>>
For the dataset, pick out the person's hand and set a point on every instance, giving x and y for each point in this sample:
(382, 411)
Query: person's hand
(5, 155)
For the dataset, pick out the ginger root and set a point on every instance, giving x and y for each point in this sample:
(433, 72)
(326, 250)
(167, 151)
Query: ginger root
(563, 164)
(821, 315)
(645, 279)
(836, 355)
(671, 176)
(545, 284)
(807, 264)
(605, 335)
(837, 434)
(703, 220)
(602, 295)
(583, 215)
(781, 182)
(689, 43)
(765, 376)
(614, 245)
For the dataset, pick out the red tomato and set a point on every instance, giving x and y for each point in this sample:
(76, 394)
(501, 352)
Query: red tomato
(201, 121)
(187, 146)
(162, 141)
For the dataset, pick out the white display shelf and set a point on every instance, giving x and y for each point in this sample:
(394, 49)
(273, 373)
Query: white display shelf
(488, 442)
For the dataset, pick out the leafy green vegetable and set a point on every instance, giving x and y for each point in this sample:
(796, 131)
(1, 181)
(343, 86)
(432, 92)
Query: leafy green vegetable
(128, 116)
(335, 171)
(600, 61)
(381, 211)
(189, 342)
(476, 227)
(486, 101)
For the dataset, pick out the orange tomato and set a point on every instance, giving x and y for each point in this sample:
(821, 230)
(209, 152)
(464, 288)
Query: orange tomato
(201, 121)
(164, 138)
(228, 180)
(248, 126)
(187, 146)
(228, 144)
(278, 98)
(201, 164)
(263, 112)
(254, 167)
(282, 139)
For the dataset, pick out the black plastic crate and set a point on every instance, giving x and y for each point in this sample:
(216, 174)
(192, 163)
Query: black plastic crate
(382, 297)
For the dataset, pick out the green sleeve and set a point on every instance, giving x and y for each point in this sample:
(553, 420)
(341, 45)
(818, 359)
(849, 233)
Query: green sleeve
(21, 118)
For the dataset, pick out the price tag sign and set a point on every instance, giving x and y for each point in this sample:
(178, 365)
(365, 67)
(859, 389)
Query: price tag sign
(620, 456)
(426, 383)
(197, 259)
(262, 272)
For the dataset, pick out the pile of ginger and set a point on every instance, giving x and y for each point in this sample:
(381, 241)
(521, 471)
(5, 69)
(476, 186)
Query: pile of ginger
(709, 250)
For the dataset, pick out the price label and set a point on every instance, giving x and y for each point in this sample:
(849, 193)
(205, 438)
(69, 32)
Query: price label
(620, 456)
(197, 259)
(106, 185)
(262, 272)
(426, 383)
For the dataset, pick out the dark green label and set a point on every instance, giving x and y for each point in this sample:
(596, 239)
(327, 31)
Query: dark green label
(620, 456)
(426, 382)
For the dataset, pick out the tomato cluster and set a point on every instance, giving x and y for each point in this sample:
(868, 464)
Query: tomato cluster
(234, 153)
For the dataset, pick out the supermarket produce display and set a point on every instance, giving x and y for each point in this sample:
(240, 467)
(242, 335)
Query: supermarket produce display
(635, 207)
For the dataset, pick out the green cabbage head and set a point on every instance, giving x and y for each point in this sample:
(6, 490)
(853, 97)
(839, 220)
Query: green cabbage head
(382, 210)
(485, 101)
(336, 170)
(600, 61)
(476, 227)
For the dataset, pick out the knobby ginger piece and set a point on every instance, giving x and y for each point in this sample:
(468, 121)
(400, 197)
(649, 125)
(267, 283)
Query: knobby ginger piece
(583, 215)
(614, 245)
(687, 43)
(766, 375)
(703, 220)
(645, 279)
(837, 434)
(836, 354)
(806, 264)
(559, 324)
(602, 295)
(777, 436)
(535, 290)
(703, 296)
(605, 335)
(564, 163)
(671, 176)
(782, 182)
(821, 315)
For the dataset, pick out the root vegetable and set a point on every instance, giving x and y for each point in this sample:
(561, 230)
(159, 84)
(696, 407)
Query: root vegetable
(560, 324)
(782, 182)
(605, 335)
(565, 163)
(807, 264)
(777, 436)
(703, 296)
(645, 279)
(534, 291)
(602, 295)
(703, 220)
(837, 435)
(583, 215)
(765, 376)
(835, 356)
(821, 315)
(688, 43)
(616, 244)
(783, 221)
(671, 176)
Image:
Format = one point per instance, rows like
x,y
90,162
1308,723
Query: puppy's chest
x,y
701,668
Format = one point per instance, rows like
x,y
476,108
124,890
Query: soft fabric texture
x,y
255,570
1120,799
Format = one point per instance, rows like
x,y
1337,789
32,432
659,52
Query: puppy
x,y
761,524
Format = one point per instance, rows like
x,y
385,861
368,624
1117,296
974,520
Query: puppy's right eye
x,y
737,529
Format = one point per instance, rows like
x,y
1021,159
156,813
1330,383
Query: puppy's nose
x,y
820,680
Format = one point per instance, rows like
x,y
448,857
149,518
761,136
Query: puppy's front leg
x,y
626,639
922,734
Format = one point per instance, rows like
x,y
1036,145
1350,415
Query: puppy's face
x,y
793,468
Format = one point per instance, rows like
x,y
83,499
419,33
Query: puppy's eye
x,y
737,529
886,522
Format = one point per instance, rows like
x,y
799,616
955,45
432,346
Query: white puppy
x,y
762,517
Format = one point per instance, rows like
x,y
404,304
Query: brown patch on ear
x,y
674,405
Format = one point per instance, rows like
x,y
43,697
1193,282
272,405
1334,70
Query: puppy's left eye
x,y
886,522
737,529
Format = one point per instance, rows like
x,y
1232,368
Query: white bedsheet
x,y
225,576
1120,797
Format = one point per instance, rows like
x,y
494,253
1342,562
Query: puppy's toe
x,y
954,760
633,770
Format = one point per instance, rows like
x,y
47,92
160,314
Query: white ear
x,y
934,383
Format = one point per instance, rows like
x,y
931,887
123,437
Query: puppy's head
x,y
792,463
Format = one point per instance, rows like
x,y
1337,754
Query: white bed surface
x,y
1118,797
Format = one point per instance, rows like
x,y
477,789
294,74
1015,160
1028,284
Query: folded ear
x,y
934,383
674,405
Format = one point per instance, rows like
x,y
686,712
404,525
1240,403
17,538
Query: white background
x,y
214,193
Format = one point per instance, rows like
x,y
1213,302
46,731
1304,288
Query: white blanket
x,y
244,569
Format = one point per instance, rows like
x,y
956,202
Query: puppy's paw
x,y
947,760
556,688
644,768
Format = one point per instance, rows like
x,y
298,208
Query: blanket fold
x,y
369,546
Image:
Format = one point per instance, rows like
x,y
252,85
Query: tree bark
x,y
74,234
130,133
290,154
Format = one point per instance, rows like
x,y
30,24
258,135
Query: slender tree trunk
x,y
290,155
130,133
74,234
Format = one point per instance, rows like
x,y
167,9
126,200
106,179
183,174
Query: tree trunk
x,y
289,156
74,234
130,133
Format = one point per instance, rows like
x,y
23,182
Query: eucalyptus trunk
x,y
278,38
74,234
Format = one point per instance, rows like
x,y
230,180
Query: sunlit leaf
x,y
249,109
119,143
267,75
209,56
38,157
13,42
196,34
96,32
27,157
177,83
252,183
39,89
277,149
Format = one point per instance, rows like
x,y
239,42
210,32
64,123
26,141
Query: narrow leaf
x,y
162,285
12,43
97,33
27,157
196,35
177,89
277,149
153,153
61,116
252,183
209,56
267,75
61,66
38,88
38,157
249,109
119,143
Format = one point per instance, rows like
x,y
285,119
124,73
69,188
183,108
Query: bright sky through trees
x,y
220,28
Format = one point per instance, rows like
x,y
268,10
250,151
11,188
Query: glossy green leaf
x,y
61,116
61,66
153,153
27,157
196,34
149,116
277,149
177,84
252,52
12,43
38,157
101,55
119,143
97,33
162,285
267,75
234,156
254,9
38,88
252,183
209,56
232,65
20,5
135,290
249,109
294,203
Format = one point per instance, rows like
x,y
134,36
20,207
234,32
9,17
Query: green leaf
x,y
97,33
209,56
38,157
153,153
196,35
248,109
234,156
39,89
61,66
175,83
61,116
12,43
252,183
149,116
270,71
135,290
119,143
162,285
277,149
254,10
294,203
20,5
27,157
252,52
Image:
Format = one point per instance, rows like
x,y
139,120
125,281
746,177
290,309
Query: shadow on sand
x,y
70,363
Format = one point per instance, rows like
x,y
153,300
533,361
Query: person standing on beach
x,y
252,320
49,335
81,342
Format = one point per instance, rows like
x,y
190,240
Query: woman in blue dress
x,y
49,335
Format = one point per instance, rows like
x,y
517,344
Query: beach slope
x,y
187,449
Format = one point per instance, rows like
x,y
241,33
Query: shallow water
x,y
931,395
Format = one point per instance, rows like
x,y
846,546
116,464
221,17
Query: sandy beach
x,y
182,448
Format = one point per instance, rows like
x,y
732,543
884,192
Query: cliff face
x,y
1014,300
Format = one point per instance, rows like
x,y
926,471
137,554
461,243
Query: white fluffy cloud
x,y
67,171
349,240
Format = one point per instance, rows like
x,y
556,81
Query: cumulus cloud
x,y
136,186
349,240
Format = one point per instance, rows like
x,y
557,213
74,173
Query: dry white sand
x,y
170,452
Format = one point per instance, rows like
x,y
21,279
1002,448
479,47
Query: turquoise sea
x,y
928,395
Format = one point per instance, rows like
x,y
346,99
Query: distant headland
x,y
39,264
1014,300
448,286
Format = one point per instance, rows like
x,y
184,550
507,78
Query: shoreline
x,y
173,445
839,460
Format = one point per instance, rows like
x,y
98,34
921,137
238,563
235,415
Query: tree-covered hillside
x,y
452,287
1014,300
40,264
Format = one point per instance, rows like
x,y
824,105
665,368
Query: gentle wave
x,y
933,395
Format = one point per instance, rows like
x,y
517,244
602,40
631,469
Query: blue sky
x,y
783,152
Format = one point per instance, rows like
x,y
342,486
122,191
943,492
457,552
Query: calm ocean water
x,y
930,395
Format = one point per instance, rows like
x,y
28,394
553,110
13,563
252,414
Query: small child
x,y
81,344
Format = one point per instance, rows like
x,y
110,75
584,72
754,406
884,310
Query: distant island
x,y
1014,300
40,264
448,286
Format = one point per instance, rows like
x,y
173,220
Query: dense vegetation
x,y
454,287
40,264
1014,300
<<
■ Exercise
Each line from the start of the listing above through the line containing "For the dataset, pick out the orange" must be reproduced exactly. Leave out the rest.

■ Response box
For the dataset, pick out the person's hand and set a point on every instance, giving x and y for each point in this sample:
(382, 411)
Query: person's hand
(5, 155)
For the dataset, pick out the ginger root and set a point on every instance, giving x and y for each point in this sample:
(433, 72)
(326, 250)
(167, 151)
Query: ginger root
(563, 164)
(821, 315)
(645, 279)
(836, 355)
(671, 176)
(545, 284)
(807, 264)
(605, 335)
(837, 434)
(703, 220)
(602, 295)
(583, 215)
(781, 182)
(689, 43)
(765, 376)
(614, 245)
For the dataset, pick out the red tomato and set a point on every instance, giving x and y for each point in this sample:
(76, 394)
(501, 352)
Query: red tomato
(201, 121)
(187, 146)
(162, 141)
For the dataset, pick out the white display shelf and set a point on every instance, giving x and y for each point in this sample:
(394, 49)
(273, 373)
Query: white display shelf
(488, 442)
For the dataset, pick out the leafy green vegetable and set a point on every instance, giving x and y for each point in this sample:
(796, 131)
(1, 181)
(343, 86)
(432, 92)
Query: leafy green vegetable
(128, 116)
(335, 171)
(600, 61)
(381, 211)
(189, 342)
(476, 227)
(486, 101)
For the dataset, pick out the orange tomato and set a point on every instance, giving x and y for each point in this sample:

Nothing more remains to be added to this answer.